Begin Passage provided
I guess you've been reading up on how to set up a sling enclosure?
You'll find many different opinions on the subject and none will be outright wrong. You have a larger than usual container and that will give you more to work with, you will really be setting up for a larger spider as that container will last for a couple of moults at least. You have room for a water dish so imo why not add one? My small slings use them even though they are well fed. Slings won't drown, the hair traps air around their bodies, so don't add anything bar water to the dish. A bottle top is what I've used mostly, I found a brand of water with a smaller than usual top. With smaller enclosures I'm using caps that you close pipes or tubes off with, you have room for a bottle cap though I'm sure.
Be sure to post pics when you're finished!


----------



## Thekla (May 7, 2018)

Yeah, simply add a small water dish and keep part of the substrate slightly moist or just the sphagnum moss. I'd offer a dry part as well, so your sling has a choice where it wants to stay.
End Passage provided
(Task 1)
Can you echo the forum thread about setting up a sling enclosure word for word, in full?
Begin Extracted material
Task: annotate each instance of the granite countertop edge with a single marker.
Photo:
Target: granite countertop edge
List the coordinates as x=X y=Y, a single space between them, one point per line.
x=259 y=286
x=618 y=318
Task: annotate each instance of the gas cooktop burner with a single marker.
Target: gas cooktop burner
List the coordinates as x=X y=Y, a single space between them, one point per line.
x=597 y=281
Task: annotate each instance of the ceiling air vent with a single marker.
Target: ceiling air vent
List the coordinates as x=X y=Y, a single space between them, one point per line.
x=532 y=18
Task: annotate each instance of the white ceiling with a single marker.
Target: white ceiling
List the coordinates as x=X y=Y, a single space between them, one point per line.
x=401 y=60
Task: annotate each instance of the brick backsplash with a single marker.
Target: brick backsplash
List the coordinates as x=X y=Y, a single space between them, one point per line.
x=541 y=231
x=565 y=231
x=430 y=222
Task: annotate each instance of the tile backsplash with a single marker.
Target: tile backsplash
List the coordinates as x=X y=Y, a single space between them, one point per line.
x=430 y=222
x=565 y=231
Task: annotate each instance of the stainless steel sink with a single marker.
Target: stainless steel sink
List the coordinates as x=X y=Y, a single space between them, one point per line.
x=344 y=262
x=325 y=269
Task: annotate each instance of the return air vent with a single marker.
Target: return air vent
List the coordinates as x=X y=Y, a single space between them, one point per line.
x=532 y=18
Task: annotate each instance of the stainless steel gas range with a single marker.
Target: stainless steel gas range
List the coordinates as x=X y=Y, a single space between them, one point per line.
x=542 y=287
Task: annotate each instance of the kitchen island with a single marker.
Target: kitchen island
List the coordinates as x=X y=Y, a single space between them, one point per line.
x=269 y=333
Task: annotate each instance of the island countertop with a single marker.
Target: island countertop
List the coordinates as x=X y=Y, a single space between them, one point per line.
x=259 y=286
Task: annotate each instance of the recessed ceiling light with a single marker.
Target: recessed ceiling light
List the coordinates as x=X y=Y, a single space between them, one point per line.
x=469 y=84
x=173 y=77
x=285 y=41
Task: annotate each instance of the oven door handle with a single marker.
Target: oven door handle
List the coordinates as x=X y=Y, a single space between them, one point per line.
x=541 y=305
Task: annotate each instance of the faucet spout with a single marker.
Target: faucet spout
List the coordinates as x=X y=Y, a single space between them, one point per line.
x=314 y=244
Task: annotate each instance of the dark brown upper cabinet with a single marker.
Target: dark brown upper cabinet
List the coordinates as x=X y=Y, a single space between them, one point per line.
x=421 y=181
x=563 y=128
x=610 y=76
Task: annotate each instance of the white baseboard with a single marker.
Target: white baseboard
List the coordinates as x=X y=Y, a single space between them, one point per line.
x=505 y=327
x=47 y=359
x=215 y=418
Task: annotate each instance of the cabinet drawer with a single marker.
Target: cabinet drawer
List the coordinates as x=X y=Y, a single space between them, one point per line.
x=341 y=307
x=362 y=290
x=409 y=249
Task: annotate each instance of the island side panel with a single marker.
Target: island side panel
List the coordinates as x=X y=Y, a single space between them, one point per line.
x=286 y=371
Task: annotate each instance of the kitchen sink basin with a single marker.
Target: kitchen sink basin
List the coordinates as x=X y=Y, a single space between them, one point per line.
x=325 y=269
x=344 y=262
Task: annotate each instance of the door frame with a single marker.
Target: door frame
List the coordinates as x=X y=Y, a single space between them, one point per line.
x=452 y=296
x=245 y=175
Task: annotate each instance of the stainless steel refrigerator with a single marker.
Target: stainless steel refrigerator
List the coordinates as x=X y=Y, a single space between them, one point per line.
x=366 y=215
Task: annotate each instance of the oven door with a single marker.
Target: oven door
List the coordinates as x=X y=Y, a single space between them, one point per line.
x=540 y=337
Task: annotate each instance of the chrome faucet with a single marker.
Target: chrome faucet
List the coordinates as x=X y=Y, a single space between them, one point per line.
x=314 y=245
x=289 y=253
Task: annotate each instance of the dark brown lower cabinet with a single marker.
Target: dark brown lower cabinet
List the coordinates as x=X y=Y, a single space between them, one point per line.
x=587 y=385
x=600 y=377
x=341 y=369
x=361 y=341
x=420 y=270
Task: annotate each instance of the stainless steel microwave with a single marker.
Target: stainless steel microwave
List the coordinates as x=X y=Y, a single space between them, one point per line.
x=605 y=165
End Extracted material
(Task 2)
Could you write out the rows again from the line with "Task: annotate each instance of the kitchen sink" up to and including the final row, with every request line kept, and every x and y coordinate in the answers shifted by -123? Give only those rows.

(Exercise response 1)
I guess you've been reading up on how to set up a sling enclosure?
You'll find many different opinions on the subject and none will be outright wrong. You have a larger than usual container and that will give you more to work with, you will really be setting up for a larger spider as that container will last for a couple of moults at least. You have room for a water dish so imo why not add one? My small slings use them even though they are well fed. Slings won't drown, the hair traps air around their bodies, so don't add anything bar water to the dish. A bottle top is what I've used mostly, I found a brand of water with a smaller than usual top. With smaller enclosures I'm using caps that you close pipes or tubes off with, you have room for a bottle cap though I'm sure.
Be sure to post pics when you're finished!


----------



## Thekla (May 7, 2018)

Yeah, simply add a small water dish and keep part of the substrate slightly moist or just the sphagnum moss. I'd offer a dry part as well, so your sling has a choice where it wants to stay.

(Exercise response 2)
Task: annotate each instance of the kitchen sink basin with a single marker.
Target: kitchen sink basin
List the coordinates as x=X y=Y, a single space between them, one point per line.
x=202 y=146
x=221 y=139
Task: annotate each instance of the door frame with a single marker.
Target: door frame
List the coordinates as x=X y=Y, a single space between them, one point per line.
x=329 y=173
x=122 y=52
Task: annotate each instance of the stainless steel refrigerator with a single marker.
Target: stainless steel refrigerator
List the coordinates as x=X y=Y, a single space between them, one point per line.
x=243 y=92
Task: annotate each instance of the oven door with a single marker.
Target: oven door
List the coordinates as x=X y=Y, a single space between them, one point per line.
x=417 y=214
Task: annotate each instance of the chrome faucet with a single marker.
Target: chrome faucet
List the coordinates as x=X y=Y, a single space between them, one point per line.
x=191 y=122
x=166 y=130
Task: annotate each instance of the dark brown lower cabinet with a single marker.
Target: dark brown lower cabinet
List the coordinates as x=X y=Y, a single space between them, one point per line.
x=464 y=262
x=477 y=254
x=218 y=246
x=238 y=218
x=297 y=147
Task: annotate each instance of the stainless steel microwave with a single marker.
Target: stainless steel microwave
List the coordinates as x=X y=Y, a single space between them, one point per line.
x=482 y=42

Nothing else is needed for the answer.